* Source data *
* * * *
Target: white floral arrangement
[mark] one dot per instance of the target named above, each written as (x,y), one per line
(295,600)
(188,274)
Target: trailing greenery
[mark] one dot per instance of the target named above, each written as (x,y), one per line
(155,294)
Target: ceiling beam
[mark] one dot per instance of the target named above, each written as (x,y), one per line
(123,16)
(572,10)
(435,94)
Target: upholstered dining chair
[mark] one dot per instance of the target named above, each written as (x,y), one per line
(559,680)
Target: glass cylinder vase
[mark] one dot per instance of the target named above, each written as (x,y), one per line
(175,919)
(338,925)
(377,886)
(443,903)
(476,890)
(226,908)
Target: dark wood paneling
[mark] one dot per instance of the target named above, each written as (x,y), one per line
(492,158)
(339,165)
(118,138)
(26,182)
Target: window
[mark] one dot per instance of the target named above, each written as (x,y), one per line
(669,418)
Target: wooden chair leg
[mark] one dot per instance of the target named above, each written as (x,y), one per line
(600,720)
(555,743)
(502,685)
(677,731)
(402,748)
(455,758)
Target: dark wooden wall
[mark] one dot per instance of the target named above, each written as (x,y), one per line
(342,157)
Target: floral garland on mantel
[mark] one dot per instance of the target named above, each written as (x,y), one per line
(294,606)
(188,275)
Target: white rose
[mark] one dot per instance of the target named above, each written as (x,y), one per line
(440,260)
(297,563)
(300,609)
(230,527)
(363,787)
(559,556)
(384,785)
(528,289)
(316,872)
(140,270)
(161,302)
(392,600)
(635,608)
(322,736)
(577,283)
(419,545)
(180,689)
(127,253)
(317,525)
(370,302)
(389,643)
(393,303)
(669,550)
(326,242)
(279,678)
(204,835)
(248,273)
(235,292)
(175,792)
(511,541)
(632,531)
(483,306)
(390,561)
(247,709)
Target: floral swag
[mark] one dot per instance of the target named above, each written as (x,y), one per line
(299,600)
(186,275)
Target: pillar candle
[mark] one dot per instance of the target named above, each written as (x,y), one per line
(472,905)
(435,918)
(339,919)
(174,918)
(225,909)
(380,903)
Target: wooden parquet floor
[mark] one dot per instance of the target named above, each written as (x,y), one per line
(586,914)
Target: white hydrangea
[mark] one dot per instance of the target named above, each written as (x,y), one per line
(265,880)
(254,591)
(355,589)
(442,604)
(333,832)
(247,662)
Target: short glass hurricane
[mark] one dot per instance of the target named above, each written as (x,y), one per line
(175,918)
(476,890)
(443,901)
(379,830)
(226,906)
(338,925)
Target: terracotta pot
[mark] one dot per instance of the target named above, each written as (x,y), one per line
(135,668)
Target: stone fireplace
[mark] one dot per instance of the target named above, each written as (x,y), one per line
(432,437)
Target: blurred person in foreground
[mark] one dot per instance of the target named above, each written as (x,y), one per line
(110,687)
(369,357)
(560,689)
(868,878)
* * * *
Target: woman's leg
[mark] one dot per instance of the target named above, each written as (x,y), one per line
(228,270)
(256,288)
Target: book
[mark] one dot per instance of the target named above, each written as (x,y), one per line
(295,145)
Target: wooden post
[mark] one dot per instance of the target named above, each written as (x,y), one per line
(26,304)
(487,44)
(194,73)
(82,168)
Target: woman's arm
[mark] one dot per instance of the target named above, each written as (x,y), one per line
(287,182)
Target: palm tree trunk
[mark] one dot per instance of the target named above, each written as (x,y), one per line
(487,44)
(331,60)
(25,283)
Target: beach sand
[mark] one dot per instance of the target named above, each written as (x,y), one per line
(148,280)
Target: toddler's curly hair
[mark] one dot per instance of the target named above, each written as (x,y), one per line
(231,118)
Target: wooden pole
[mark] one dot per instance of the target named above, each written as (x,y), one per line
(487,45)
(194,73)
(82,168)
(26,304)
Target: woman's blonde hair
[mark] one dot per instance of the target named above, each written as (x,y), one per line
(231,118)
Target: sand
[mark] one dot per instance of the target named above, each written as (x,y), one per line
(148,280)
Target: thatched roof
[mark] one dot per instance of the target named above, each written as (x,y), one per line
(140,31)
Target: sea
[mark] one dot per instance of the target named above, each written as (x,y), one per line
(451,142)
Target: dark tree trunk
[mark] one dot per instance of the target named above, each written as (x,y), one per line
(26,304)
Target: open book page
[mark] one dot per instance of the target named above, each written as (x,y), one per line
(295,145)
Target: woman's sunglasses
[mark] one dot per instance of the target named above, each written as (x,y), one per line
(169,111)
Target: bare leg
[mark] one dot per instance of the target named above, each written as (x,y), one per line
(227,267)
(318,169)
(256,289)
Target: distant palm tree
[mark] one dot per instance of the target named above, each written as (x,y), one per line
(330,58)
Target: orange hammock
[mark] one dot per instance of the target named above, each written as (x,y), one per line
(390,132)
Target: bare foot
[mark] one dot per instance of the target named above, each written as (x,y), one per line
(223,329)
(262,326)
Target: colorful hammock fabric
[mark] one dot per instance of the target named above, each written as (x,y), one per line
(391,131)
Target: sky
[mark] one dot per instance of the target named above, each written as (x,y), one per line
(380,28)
* * * *
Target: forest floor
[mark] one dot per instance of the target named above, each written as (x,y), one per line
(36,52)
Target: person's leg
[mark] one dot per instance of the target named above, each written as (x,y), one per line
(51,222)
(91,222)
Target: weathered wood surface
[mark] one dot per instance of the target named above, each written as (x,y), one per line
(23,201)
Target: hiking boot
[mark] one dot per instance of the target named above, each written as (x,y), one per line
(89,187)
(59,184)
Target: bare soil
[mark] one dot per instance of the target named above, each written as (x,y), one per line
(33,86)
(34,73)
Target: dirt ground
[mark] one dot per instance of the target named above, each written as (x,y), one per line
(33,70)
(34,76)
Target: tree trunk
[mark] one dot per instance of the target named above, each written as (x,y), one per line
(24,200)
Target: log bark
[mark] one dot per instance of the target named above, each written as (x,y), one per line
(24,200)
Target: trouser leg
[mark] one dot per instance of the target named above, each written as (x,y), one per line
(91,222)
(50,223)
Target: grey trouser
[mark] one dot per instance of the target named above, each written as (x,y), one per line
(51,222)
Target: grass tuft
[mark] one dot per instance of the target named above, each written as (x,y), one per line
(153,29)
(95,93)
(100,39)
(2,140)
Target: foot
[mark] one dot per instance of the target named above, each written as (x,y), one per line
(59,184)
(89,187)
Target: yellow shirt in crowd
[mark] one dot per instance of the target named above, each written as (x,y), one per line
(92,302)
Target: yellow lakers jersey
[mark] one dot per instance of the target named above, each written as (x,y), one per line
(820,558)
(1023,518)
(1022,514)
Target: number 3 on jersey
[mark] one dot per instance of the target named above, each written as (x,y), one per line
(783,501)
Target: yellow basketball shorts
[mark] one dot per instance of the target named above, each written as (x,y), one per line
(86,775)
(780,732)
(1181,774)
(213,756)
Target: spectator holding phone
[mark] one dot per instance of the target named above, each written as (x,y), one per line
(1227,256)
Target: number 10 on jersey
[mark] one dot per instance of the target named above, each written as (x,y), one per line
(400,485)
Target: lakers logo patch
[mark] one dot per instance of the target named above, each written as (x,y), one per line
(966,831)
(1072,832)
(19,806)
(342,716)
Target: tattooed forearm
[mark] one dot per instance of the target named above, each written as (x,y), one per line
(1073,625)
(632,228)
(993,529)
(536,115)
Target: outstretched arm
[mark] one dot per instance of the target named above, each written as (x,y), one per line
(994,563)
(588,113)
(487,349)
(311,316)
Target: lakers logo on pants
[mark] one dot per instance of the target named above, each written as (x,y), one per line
* * * *
* Exercise details *
Find every line in the source data that contains the string "hammock", and copy each of those lines.

* The answer *
Target: orange hammock
Target: colorful hammock fabric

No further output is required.